**MATERIAL FOR THE TASK**
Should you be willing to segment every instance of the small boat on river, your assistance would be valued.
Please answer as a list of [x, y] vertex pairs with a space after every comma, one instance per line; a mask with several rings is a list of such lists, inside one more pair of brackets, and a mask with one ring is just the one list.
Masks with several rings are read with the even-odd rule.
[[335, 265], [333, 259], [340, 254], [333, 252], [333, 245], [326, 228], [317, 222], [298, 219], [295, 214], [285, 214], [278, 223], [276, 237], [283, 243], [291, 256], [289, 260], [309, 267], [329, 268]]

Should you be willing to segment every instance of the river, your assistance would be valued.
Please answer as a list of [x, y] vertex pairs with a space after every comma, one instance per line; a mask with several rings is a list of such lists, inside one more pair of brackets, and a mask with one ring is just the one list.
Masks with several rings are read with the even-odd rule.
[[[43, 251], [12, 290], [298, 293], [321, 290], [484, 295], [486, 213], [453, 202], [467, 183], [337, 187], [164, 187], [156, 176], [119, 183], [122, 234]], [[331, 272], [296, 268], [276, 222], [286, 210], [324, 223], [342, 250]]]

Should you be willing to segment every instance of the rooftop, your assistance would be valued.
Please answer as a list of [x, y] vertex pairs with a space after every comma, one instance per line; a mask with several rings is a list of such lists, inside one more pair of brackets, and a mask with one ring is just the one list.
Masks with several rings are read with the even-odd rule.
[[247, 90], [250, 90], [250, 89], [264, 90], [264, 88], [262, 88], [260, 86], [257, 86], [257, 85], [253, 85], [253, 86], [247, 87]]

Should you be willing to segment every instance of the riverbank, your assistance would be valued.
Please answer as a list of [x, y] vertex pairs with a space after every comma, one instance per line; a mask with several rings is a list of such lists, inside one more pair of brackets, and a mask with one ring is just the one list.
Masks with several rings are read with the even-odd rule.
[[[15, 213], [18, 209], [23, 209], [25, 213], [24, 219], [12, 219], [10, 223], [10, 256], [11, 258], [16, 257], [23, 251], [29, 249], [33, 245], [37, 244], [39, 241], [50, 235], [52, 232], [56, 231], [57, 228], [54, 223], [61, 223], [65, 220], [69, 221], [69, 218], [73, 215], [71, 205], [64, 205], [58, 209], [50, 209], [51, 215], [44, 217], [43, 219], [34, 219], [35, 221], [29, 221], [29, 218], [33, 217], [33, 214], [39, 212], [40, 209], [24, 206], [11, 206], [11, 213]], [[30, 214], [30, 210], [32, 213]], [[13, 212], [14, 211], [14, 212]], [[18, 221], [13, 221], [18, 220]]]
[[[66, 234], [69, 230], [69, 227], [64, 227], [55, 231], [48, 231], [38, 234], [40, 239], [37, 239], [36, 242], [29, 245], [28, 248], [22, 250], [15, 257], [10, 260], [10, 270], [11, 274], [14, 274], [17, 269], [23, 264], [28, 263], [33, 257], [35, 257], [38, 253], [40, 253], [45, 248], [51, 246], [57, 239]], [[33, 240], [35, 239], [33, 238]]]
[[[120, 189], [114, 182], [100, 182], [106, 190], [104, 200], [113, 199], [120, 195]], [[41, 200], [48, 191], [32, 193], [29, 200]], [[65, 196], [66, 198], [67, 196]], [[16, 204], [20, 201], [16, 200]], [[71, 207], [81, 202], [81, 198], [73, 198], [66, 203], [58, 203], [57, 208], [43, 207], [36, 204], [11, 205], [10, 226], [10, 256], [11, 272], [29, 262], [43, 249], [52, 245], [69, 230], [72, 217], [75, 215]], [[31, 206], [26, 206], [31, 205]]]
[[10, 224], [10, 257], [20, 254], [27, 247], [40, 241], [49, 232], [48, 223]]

**DIRECTIONS**
Each line above needs to be repeated exactly, with nothing omitted.

**RESPONSE TO THE TASK**
Should you be willing to segment every instance of the small boat on river, your assistance would be valued.
Please answer as a list of [x, y] vertex pairs with a space after every comma, one instance per line; a mask with several rings is a list of such lists, inside one more pair of brackets, and a mask with one ring is just the one list.
Masks with several rings are read with the even-odd rule.
[[335, 265], [333, 259], [340, 254], [333, 252], [333, 245], [326, 228], [317, 222], [298, 219], [295, 214], [285, 214], [278, 223], [276, 237], [283, 243], [291, 256], [289, 260], [309, 267], [329, 268]]

Should you be willing to segment every instance of the river, your assistance would be valued.
Please answer as a list of [x, y] vertex pairs with a space after every comma, one instance per line; a mask with several rings is a list of such lists, inside one more pair of brackets, and a mask with one ring is just the one list.
Masks with several rings are read with the even-odd rule.
[[[43, 251], [12, 290], [298, 293], [321, 290], [484, 295], [486, 213], [453, 202], [467, 183], [337, 187], [164, 187], [156, 176], [119, 183], [122, 234]], [[331, 272], [296, 268], [276, 222], [286, 210], [324, 223], [342, 250]]]

Should you be willing to segment every instance of the rooftop, your assistance would be valued.
Please answer as a list of [x, y] vertex pairs with a space after every comma, one instance per line; a mask with several rings is a list of such lists, inside one more pair of brackets, and a mask with one ring is just the one list.
Masks with several rings are read with the even-odd rule.
[[247, 90], [250, 90], [250, 89], [264, 90], [264, 88], [262, 88], [260, 86], [257, 86], [257, 85], [253, 85], [253, 86], [247, 87]]

Should you be willing to segment every instance of the riverbank, your assistance would be valued.
Please answer as a list of [x, y] vertex pairs with a space after every comma, one instance per line; a mask with several rings is a list of such lists, inside one more pair of brackets, and a mask with one ring is just the one list.
Masks with several rings are read with the even-odd rule.
[[[15, 213], [18, 209], [23, 209], [25, 213], [24, 219], [12, 219], [10, 223], [10, 256], [11, 258], [16, 257], [23, 251], [29, 249], [33, 245], [37, 244], [39, 241], [50, 235], [52, 232], [56, 231], [57, 228], [54, 223], [61, 223], [65, 220], [69, 221], [69, 218], [73, 215], [71, 205], [64, 205], [58, 209], [50, 209], [51, 215], [44, 217], [43, 219], [34, 219], [35, 221], [29, 221], [29, 218], [33, 217], [33, 214], [39, 212], [40, 209], [24, 206], [11, 206], [11, 213]], [[30, 214], [30, 210], [32, 213]], [[13, 212], [14, 211], [14, 212]], [[18, 221], [13, 221], [18, 220]]]
[[[66, 234], [69, 230], [69, 227], [64, 227], [55, 231], [48, 231], [38, 234], [40, 239], [37, 239], [36, 242], [29, 245], [28, 248], [22, 250], [15, 257], [10, 260], [10, 270], [11, 274], [14, 274], [17, 269], [23, 264], [28, 263], [33, 257], [35, 257], [38, 253], [40, 253], [45, 248], [51, 246], [57, 239]], [[33, 240], [35, 239], [33, 238]]]
[[[120, 189], [114, 182], [100, 182], [106, 190], [104, 200], [113, 199], [120, 195]], [[41, 200], [48, 191], [32, 193], [29, 200]], [[65, 196], [66, 198], [67, 196]], [[16, 204], [20, 201], [16, 200]], [[71, 207], [81, 202], [81, 198], [73, 198], [66, 203], [58, 203], [57, 208], [43, 207], [36, 204], [11, 205], [10, 226], [10, 256], [11, 272], [29, 262], [43, 249], [52, 245], [69, 230], [72, 217], [75, 215]], [[31, 206], [26, 206], [31, 205]]]
[[10, 224], [10, 257], [20, 254], [27, 247], [40, 241], [49, 232], [48, 223]]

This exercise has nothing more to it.